The Rotary Club of San Marino held a special meeting earlier this month at a unique location.
Club members flocked to the San Marino home of Lucille Norberg for the purpose of bestowing upon her an award acknowledging the 50-year resident for her work with the San Marino Motor Classic.
“Lucille, I’m very happy to present you with a distinguished service award,” said J.P. Mainguy, president of the Rotary Club of San Marino to a large audience camped out on Norberg’s spacious front porch.
“Lucille, you have been at the helm of the motor classic committee since its inception,” said Mainguy. “You have been our lead saleswoman and extraordinary public relations executive.” He also emphasized how Norberg has been the perennial leader in ticket sales for the annual fundraising event, personally sent out “save the date” cards to businesses beginning each January, and solicited sponsors. On the day of the event, she welcomed guests at the VIP tent, ensuring that reserved seats were properly assigned. Not too bad for someone who will turn 99 in September.
“I read and I study and work on keeping my mind sharp,” said Norberg during a recent phone conversation.
She has intentionally remained homebound for the duration of the pandemic except for quarterly visits to her doctor.
“Every time I go to his office I ask ‘why do you want to see me every quarter?’” Norberg said with a lively chuckle. “He says he wants to make sure nothing is going wrong and if it is, he wants to let me know before it goes too far. Then we have a good laugh.”
Norberg moved to San Marino in the ’70s and shortly thereafter became involved in the San Marino Women’s Club, serving several terms as its president. She didn’t join Rotary until 2006, but had been familiar with the service club for 40 years.

◆ Data below ◆
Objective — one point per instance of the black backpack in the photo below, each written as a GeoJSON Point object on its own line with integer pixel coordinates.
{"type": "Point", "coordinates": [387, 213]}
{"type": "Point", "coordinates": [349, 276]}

◆ Prompt A ◆
Can you write out the part of the Rotary Club article from "Club members flocked" up to and including "spacious front porch."?
◆ Prompt B ◆
How would you put this sentence from the Rotary Club article into Spanish: "She has intentionally remained homebound for the duration of the pandemic except for quarterly visits to her doctor."

◆ Answer area A ◆
Club members flocked to the San Marino home of Lucille Norberg for the purpose of bestowing upon her an award acknowledging the 50-year resident for her work with the San Marino Motor Classic.
“Lucille, I’m very happy to present you with a distinguished service award,” said J.P. Mainguy, president of the Rotary Club of San Marino to a large audience camped out on Norberg’s spacious front porch.

◆ Answer area B ◆
Se ha quedado en casa a propósito durante toda la pandemia, excepto por las visitas trimestrales a su médico.